Copy nothing but the text: reproduce each line of the listing exactly and leave the pictures out.
(INFORMATION SUPPLIED begins)
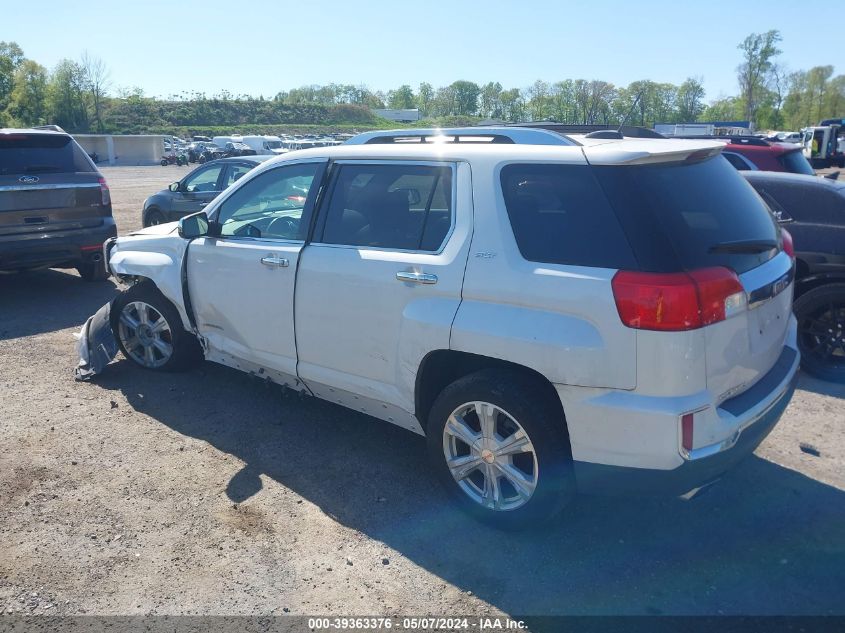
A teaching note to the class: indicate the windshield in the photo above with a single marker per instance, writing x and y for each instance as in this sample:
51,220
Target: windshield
684,216
796,163
41,154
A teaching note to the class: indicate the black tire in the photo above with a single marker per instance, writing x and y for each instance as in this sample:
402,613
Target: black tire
153,217
532,406
821,331
93,271
186,350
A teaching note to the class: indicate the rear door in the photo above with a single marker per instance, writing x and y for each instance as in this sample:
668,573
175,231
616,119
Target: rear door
47,183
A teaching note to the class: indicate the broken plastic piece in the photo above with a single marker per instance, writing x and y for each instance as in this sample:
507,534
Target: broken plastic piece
96,345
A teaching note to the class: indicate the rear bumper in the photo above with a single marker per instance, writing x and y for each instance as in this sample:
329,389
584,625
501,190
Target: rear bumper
757,412
54,248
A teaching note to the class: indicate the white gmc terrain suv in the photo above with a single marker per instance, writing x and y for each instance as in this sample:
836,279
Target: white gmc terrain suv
553,313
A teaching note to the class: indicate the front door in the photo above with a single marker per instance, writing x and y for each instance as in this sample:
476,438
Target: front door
242,283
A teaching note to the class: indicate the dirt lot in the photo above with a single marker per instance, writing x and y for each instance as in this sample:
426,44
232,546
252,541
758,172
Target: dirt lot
210,493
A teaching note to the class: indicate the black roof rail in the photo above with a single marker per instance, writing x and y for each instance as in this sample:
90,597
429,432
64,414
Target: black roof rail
428,137
629,131
52,128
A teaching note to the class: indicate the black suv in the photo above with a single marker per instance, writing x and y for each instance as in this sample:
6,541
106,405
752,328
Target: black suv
812,209
55,207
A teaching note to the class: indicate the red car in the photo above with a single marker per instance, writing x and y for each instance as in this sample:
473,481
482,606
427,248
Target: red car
752,153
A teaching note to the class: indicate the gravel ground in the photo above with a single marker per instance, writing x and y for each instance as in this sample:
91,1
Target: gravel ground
211,493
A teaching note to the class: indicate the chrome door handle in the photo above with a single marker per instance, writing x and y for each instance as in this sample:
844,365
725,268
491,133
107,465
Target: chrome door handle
417,278
275,261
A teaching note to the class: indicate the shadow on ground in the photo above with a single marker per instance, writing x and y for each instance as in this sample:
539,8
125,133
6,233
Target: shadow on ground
47,300
765,540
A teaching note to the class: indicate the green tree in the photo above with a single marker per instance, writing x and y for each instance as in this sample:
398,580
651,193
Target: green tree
690,100
27,104
513,105
723,109
537,101
425,99
402,98
490,100
465,97
11,57
754,73
96,78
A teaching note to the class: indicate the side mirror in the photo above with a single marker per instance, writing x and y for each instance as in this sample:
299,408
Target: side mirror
195,225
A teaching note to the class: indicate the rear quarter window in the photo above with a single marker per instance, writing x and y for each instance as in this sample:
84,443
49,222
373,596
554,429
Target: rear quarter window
559,215
674,214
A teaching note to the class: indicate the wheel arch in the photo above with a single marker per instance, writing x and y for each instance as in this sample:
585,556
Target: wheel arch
806,283
440,368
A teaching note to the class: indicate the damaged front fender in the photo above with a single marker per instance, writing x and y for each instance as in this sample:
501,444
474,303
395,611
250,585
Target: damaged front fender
96,344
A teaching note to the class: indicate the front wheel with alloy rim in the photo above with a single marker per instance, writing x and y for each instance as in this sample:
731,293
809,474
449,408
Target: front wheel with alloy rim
499,444
821,331
149,330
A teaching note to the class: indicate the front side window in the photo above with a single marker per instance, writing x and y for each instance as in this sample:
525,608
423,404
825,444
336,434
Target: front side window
204,180
396,206
270,205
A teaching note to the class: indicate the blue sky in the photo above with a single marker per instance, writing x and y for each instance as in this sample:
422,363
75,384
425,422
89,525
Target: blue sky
261,47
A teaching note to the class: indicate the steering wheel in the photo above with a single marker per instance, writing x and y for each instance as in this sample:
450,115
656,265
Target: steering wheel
289,227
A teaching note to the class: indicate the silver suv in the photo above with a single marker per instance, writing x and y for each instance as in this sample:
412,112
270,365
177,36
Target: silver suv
554,315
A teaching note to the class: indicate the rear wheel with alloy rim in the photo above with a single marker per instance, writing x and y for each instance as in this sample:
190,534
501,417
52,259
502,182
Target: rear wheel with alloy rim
149,330
499,444
821,331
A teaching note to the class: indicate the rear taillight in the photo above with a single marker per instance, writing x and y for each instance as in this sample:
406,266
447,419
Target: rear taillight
788,246
677,301
105,194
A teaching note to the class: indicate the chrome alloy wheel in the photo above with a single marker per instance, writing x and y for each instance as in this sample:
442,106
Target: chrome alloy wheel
145,334
490,456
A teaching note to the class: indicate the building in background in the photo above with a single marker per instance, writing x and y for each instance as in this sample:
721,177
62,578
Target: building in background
123,149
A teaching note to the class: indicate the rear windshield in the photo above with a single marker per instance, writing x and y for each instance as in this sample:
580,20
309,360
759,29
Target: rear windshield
796,163
683,216
41,154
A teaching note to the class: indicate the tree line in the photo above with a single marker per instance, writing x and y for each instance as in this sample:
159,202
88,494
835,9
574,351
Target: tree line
79,96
(INFORMATION SUPPLIED ends)
WORKED SOLUTION =>
A teaching note to the class: indicate the windshield in the photo above with a single marker per instance, writing x and y for each instance as in this sample:
51,220
Target: windshield
684,216
796,163
41,154
A teaching note to the class: indicate the black tire in the photo above with a single marker per instance, writing x and y for each instance as in this sample:
402,613
Target: black tire
153,217
532,406
821,331
93,271
186,350
A teaching note to the class: indicate the rear door in the photo above with a single marker per instance, writing x and y for each instance as in this sample:
668,573
175,231
616,119
Target: rear door
47,183
A teaching note to the class: indicate the broken plastic piece in the photo above with a single marker per instance, writing x and y for each instance as in this sample:
507,534
Target: broken plastic piece
96,345
A teaching note to the class: indicate the rear bumper in the photo above with a single marker per instance, writing x and y for each instance as in this sample:
329,389
584,625
501,190
Target: rear bumper
757,412
54,248
A teaching note to the class: indicate the white gmc terrain suv in the photo above with a single marker per instance, writing x and y for each instance as in this sample:
836,279
Target: white gmc terrain suv
553,313
A teaching note to the class: indicate the front door in the photo above with a single marker per instance, writing x and y for each instance as in this sample:
476,438
Target: front door
242,283
A teaching note to the class: indicate the dirt lot in the photo above with a single marker per instance, writing x and y for each instance as in this sample:
426,44
232,546
252,541
758,172
Target: dirt lot
210,493
A teaching note to the class: indicate the black roof rail in the photo above with a single marker per instance, writing x and y for each instance as in this sample:
90,597
429,432
64,414
Target: black roof rail
428,137
629,131
52,128
A teaching note to the class: indicate the black suv in the photo above with a single marker per instance, writing x and y for each instance as in this sample:
6,541
106,405
752,328
Target: black suv
812,209
55,207
A teaching note to the class: indicate the red car in the photo above with a single marker per instance, writing x and y for each instance as in this sample:
473,481
482,606
427,248
Target: red car
752,153
A teaching note to the class: indicate the gravel ground in the photo above with a single marker per instance, writing x and y for each instance as in this sample:
91,1
Target: gravel ground
211,493
A teaching note to the class: indicate the chrome door handle in the photo above with a single marker per instance, writing x and y for each instance as in this sample:
844,365
725,268
491,133
107,465
Target: chrome door handle
417,278
275,261
A teaching note to the class: indicate the shadow on ground in the photo above with a single marker per instance, writing x and y for each instance as in this sample:
539,8
125,133
6,233
Target: shadow on ground
47,300
765,540
A teaching note to the class: indicate the green tree in the photo above with a single marker per instance, writing x and y for each instance as in this sample:
398,580
651,193
Target: green tree
690,100
27,104
513,105
723,109
537,101
425,99
402,98
490,100
465,97
11,57
754,73
96,78
A teaching note to the class: indicate the side mirror in the photo above with a single marker per instance, writing x and y for each instance as in this sample:
299,408
Target: side mirror
195,225
A teaching note to the class: indicate the rear quarter window in the photo above with a single marker per instance, writing x and y for each instance as in this sample:
84,443
49,222
373,596
554,429
Target: rear quarter window
559,215
674,214
A teaching note to the class: indicate the wheel arch in the photo above with a single marker per instance, writing x and y for each instance as in this sample:
585,556
Target: wheel arch
806,283
440,368
A teaching note to the class: indicate the damaged front fender in the photo above with a single marker per instance, writing x and y for each instance as in this sample:
501,444
474,303
395,611
250,585
Target: damaged front fender
96,344
A teaching note to the class: indicate the front wheel with alloy rim in the photo above with a single marker per instance, writing x and y for each instance as in this sample:
731,293
809,474
449,408
Target: front wheel with alloy rim
499,444
821,331
149,330
A teaching note to the class: indicate the front side window in the photo above with a single marker per instance, writing x and y for each instance as in this sample:
525,608
423,404
825,444
336,434
Target: front side window
204,180
396,206
270,205
A teaching note to the class: indicate the blue sky in the photo above with a single marker per instance, writing x and y for each instance as in this sample:
422,363
75,384
425,422
89,525
Target: blue sky
261,47
A teaching note to the class: indicate the steering wheel in the photo above with a single marker per instance, writing x and y for each instance as in this sample:
450,115
656,265
Target: steering wheel
289,227
A teaching note to the class: indicate the silver suv in the photo above with a single marker per instance, writing x and y for each instance as in this sample:
412,112
270,365
177,36
Target: silver suv
554,315
A teaching note to the class: indicate the rear wheel with alloy rim in the photo above with a single marker per instance, writing x and y for each instance as in this sample:
190,534
501,417
52,259
502,182
Target: rear wheel with alloy rim
149,330
499,444
821,331
A teaching note to the class: indicate the rear taillight in the photo above with a single marker per instance, writing x and y for each instance as in this sample:
406,266
447,419
Target: rear taillight
788,246
677,301
105,194
A teaching note to the class: indicate the chrome alloy wheel in the photo above with a single marker per instance, writing x and y for each instance as in this sample:
442,106
Target: chrome alloy wheel
145,334
490,456
A teaching note to the class: indicate the building in background in the photo above with a single marker per instance, writing x and y for each instance as in this sample:
721,177
62,578
Target: building in background
123,149
A teaching note to the class: indicate the rear windshield in the photo above with a single marker per instance, writing x and y for each instance as in this sample:
580,20
309,360
759,29
Target: rear windshield
796,163
683,216
41,154
A teaching note to the class: indicate the tree line in the photo above with a single marker per instance, writing x and y for each instance as in this sample:
159,202
88,494
835,9
574,351
Target: tree line
79,96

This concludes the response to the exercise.